_Record extracts_.

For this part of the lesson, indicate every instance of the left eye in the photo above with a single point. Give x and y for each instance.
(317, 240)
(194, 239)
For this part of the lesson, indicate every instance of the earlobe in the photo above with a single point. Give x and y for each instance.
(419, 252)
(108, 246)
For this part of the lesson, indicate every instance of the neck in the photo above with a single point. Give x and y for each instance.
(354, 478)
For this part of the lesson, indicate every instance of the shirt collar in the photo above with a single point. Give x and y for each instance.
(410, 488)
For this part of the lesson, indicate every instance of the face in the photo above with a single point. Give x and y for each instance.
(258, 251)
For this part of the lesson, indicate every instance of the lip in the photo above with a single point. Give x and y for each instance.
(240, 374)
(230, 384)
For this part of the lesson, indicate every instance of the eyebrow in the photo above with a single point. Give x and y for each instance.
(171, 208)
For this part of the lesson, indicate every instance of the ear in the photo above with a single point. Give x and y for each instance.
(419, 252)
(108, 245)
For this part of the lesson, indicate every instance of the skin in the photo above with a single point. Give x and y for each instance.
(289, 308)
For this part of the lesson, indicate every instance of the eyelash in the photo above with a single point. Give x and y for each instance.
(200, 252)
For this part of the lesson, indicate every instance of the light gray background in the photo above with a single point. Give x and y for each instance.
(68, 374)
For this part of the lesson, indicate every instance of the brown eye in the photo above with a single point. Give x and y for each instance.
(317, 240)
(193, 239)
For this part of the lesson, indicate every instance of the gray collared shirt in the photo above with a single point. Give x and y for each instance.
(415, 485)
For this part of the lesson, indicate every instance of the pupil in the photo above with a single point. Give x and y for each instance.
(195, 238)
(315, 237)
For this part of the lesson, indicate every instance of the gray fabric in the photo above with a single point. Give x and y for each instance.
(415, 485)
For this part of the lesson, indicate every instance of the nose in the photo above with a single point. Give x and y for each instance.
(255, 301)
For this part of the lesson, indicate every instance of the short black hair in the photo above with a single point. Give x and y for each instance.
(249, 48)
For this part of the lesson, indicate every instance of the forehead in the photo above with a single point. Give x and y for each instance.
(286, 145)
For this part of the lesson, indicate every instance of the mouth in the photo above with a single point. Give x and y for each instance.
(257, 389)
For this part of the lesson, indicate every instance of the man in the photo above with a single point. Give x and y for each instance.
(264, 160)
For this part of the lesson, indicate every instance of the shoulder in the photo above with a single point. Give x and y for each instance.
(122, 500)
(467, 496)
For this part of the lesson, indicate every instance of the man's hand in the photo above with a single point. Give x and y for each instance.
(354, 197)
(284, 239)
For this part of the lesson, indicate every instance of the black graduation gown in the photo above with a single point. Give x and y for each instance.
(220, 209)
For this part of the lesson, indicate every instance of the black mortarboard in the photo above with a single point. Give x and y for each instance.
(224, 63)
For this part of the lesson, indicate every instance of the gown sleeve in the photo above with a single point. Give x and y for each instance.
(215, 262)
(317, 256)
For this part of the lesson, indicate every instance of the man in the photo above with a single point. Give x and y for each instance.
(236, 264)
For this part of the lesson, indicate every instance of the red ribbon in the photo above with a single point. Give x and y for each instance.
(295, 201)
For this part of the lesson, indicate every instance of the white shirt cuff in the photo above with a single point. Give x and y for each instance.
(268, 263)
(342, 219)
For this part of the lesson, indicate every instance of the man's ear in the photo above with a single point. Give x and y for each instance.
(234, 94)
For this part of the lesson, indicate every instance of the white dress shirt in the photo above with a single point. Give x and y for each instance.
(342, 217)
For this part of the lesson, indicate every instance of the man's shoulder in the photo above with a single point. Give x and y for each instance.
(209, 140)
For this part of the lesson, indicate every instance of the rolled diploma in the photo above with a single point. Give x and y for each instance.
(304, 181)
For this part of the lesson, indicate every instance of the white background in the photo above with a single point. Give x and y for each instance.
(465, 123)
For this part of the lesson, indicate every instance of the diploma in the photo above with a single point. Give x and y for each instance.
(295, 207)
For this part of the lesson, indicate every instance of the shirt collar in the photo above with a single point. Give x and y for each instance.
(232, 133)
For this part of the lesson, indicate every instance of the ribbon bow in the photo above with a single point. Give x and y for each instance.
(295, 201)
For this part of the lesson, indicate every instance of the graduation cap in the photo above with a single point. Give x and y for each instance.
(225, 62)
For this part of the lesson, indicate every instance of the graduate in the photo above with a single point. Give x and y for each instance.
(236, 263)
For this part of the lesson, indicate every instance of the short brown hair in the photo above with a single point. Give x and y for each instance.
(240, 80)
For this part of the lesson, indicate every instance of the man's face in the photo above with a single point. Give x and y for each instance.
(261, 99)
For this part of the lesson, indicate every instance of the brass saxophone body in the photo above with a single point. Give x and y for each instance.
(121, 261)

_Problem description_.
A complete, exact transcription of the records is needed.

_Response area_.
For this part of the lesson, indicate every instance of the left eye in the photo above with a single point. Give x and y for each instance.
(317, 240)
(194, 239)
For this part of the lesson, indicate every instance of the earlobe in the photo above with a single point. Give x and y for each instance.
(419, 252)
(108, 246)
For this part of the lesson, indicate every instance of the neck in the photo above with a single point. Give x and y for each instance.
(354, 478)
For this part of the lesson, indicate every instance of the shirt collar in the photo above with a single point. Give x and y for each instance.
(410, 488)
For this part of the lesson, indicate every instance of the face in the photo above with a single point. Give x and y for each instance.
(258, 251)
For this part of the lesson, indicate every instance of the lip in the photo above with a single point. Give x and y for each instance.
(240, 374)
(230, 384)
For this part of the lesson, indicate every instance of the eyebrow in the photo above with a single point. Give x and y for each instance.
(171, 208)
For this part of the lesson, indicate every instance of the ear in the photo above with a single point. Give x and y for each instance.
(419, 252)
(108, 245)
For this part of the lesson, indicate every instance of the skin in the photo above with a single point. Give x and y for each instance.
(289, 308)
For this part of the lesson, indicate every instance of the eyelash in the photo above with a single point. Give x and y for each instance.
(200, 252)
For this part of the lesson, indicate every instance of the light gray background in the photo above with a single point. Give x and y for each instance.
(68, 374)
For this part of the lesson, indicate every instance of the brown eye in the photo above with a single point. Give x and y for each instance.
(317, 240)
(193, 239)
For this part of the lesson, indicate every instance of the gray collared shirt in the photo above with a single point. Give x and y for each instance.
(415, 485)
For this part of the lesson, indicate every instance of the pupil in the photo above with a single point. Give x and y for each instance.
(195, 238)
(315, 237)
For this part of the lesson, indicate every instance of the gray fabric in the photo above with a single point. Give x and y for each instance.
(415, 485)
For this part of the lesson, indicate every instance of the nose in the photo above with a single point. Give x and y for each instance.
(255, 301)
For this part of the lesson, indicate every instance of the short black hair in the photo above with a single point. Give x and y for each instance.
(249, 48)
For this part of the lesson, indicate every instance of the forehead in the photo above with a single point. Give x and y for each instance.
(286, 145)
For this part of the lesson, indicate every instance of the mouth in the photo above with a single point. Give x and y for each instance.
(257, 389)
For this part of the lesson, indicate every instance of the man in the photo above with a single point. Give x and y for each instance.
(264, 160)
For this part of the lesson, indicate every instance of the shoulder in the photo above with a single point. Give x and y for each instance.
(122, 500)
(467, 496)
For this part of the lesson, indicate every instance of the man's hand in the photo above with a single point. Give x and y for each instance.
(354, 197)
(284, 239)
For this part of the lesson, indicate every instance of the black graduation gown in the photo above with a single point. Give x and y for each instance.
(220, 209)
For this part of the lesson, indicate every instance of the black mortarboard in the photo above with a single point. Give x and y for each instance.
(224, 63)
For this part of the lesson, indicate every instance of the gown sleeve in the photo above with a single point. Give x and y for each instance.
(215, 262)
(317, 256)
For this part of the lesson, indicate every instance of the man in the photo above with a single point. Give x and y for each instance.
(236, 264)
For this part of the lesson, indicate every instance of the red ribbon in the photo above with a single point. Give x and y for each instance.
(295, 201)
For this part of the lesson, indicate every instance of the white shirt cuff in the photo above with a single point. Give x and y for each instance.
(268, 263)
(342, 219)
For this part of the lesson, indicate every instance of the man's ear in the photo above with a single point. Give x and y for each instance.
(234, 94)
For this part of the lesson, indicate every instance of the white dress shirt in the photo above with a single point. Give x and y for each instance.
(342, 217)
For this part of the lesson, indicate every instance of the man's shoulder in the photo above with a single point. Give x and y for each instance.
(209, 140)
For this part of the lesson, indicate every instance of the rolled diploma in the photo above with a single point. Give x and y for each instance.
(304, 181)
For this part of the lesson, indicate every instance of the white background in the photo above with a single point. Give x and y for each instance.
(465, 123)
For this part of the lesson, indicate every instance of the diploma in the photo above with a single point. Give x and y for each instance.
(295, 207)
For this part of the lesson, indicate every instance of the shirt collar in the photo above with a single point. Give x and y for each instance.
(232, 133)
For this part of the lesson, indicate every instance of the ribbon bow in the photo above with a single point. Give x and y for each instance.
(295, 201)
For this part of the lesson, indicate every instance of the graduation cap in the photo above with a single point. Give x and y for each instance.
(225, 62)
For this part of the lesson, indicate every instance of the graduate in the photo above with a single point. Give x and y for each instance.
(236, 263)
For this part of the lesson, indicate every instance of the short brown hair in the photo above with a single point. Give x and y for each instance.
(240, 80)
For this part of the lesson, indicate every instance of the man's face in the photo above with a single point. Give x and y for each instance.
(261, 99)
For this part of the lesson, indicate every instance of the brass saxophone body in the photo above with a single point. Give x and y for each instance.
(121, 261)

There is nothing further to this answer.